ACTIVITY |
Each line below with the string "purple" should be copied.

DATASET ENTRIES |
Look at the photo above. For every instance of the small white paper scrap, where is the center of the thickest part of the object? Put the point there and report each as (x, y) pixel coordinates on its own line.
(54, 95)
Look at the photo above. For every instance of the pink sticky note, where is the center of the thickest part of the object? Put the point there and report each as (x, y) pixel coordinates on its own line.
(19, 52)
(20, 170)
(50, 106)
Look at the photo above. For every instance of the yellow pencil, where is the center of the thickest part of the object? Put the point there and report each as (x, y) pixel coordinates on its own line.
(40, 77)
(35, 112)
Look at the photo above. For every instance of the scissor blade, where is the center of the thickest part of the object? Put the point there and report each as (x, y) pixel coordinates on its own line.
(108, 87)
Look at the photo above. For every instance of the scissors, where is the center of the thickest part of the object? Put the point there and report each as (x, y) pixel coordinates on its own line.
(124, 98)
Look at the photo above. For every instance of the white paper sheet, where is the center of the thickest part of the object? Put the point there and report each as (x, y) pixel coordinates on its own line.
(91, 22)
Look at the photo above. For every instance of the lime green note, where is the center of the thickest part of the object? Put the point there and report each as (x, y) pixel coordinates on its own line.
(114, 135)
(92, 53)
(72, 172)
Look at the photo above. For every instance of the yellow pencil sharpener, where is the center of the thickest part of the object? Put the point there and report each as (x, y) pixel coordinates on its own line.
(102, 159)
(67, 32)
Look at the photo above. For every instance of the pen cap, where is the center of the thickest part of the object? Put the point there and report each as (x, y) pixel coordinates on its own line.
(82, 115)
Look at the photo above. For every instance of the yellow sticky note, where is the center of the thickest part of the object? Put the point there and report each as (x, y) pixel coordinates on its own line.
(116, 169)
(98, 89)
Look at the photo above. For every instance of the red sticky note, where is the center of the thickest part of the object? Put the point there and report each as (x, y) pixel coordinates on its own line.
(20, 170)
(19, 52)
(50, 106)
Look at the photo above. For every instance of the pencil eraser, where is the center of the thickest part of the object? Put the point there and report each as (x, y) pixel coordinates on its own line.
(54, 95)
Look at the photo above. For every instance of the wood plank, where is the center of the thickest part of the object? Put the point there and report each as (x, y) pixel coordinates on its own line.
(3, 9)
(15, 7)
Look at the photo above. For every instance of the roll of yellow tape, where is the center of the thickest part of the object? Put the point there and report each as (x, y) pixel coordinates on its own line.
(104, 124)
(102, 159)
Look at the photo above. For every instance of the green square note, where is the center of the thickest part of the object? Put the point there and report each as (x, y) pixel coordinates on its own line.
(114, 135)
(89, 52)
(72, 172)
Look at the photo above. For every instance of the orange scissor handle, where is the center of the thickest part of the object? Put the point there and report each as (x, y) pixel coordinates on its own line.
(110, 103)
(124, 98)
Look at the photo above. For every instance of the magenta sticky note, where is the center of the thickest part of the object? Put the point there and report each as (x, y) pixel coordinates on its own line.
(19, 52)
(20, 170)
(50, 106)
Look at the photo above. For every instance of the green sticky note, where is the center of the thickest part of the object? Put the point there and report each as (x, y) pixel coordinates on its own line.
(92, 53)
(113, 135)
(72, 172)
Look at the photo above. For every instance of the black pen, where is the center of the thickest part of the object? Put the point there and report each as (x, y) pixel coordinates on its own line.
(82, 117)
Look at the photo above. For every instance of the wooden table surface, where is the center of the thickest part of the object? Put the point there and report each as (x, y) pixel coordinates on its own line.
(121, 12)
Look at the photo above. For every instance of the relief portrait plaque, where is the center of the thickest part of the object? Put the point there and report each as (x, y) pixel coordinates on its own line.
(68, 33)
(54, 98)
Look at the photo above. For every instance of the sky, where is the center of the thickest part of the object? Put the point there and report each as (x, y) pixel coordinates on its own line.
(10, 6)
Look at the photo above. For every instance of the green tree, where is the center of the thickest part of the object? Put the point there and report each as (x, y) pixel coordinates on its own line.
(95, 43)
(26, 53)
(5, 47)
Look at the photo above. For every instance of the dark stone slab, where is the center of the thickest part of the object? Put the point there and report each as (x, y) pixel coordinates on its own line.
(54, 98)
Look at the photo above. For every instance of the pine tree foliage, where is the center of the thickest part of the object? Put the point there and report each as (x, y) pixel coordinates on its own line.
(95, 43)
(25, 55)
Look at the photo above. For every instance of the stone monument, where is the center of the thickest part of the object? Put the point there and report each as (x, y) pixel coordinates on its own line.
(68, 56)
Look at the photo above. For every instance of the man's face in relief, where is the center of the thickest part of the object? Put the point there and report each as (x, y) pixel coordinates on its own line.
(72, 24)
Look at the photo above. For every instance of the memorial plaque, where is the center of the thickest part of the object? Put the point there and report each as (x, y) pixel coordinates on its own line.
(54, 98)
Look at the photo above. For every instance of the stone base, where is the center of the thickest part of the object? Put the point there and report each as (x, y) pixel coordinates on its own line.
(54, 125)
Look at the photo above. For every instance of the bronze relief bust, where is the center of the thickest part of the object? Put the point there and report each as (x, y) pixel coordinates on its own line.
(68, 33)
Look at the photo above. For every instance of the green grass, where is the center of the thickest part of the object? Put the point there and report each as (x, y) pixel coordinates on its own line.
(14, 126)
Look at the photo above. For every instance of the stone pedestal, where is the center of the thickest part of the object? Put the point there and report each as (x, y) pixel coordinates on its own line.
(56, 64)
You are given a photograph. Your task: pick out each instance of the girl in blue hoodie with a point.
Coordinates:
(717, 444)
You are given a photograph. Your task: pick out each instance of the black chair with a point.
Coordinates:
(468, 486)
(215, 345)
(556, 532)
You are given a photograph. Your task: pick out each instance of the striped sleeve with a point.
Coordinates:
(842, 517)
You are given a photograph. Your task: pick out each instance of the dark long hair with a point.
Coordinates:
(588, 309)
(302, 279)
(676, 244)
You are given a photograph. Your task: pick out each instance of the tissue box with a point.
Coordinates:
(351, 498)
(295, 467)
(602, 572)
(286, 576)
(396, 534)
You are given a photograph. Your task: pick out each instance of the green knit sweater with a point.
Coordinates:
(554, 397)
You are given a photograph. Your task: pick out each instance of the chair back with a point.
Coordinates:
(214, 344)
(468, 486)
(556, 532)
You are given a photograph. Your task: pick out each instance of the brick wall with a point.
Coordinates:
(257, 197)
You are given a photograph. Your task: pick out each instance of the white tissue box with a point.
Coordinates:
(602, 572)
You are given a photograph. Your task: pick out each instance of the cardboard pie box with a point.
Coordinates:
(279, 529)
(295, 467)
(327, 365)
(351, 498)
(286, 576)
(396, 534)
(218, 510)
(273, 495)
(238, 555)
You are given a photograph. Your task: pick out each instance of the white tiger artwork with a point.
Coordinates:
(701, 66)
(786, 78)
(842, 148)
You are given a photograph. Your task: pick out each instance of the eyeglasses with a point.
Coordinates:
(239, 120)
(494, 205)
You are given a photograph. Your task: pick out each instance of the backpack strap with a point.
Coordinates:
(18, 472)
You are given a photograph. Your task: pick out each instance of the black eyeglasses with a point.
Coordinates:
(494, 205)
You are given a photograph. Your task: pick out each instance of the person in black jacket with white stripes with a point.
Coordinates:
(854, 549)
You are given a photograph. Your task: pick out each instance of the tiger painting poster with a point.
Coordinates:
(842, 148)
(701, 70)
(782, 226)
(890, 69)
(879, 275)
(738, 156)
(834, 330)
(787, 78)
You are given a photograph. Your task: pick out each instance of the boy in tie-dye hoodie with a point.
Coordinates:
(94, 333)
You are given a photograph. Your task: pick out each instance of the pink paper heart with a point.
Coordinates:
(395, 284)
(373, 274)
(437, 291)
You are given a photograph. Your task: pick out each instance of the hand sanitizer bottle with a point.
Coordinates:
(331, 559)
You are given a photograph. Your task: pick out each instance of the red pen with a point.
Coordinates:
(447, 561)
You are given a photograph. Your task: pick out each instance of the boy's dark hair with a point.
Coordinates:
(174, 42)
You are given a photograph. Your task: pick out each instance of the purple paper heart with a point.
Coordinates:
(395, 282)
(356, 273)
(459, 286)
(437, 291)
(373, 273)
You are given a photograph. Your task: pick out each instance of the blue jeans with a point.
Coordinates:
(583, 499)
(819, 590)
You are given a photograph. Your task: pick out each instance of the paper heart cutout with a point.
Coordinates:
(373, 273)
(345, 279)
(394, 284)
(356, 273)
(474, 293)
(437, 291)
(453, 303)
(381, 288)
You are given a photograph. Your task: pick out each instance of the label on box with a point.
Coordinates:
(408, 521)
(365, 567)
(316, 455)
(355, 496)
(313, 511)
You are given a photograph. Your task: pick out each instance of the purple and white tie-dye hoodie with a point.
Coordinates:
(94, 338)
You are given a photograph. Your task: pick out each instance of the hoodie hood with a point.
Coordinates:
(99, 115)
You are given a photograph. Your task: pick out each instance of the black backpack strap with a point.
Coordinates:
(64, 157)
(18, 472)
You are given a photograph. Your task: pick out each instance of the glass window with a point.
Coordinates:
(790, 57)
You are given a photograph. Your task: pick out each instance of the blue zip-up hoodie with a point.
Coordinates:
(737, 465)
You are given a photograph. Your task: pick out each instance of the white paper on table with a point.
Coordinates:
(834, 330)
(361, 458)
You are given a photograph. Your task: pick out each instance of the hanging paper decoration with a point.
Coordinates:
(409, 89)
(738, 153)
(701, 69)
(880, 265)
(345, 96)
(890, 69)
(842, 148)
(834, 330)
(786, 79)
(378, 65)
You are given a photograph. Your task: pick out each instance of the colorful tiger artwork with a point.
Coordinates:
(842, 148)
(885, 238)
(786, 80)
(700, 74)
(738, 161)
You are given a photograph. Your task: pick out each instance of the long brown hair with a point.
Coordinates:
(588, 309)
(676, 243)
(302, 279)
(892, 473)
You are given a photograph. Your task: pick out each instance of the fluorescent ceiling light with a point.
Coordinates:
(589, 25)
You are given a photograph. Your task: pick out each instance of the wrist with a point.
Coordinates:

RESULT OF THIS TASK |
You are given a photograph. Your task: pick out each instance of the purple paper heart with a point.
You are given a photograph. Your task: pick out each instance of the purple and white tie-dye hoodie with a point.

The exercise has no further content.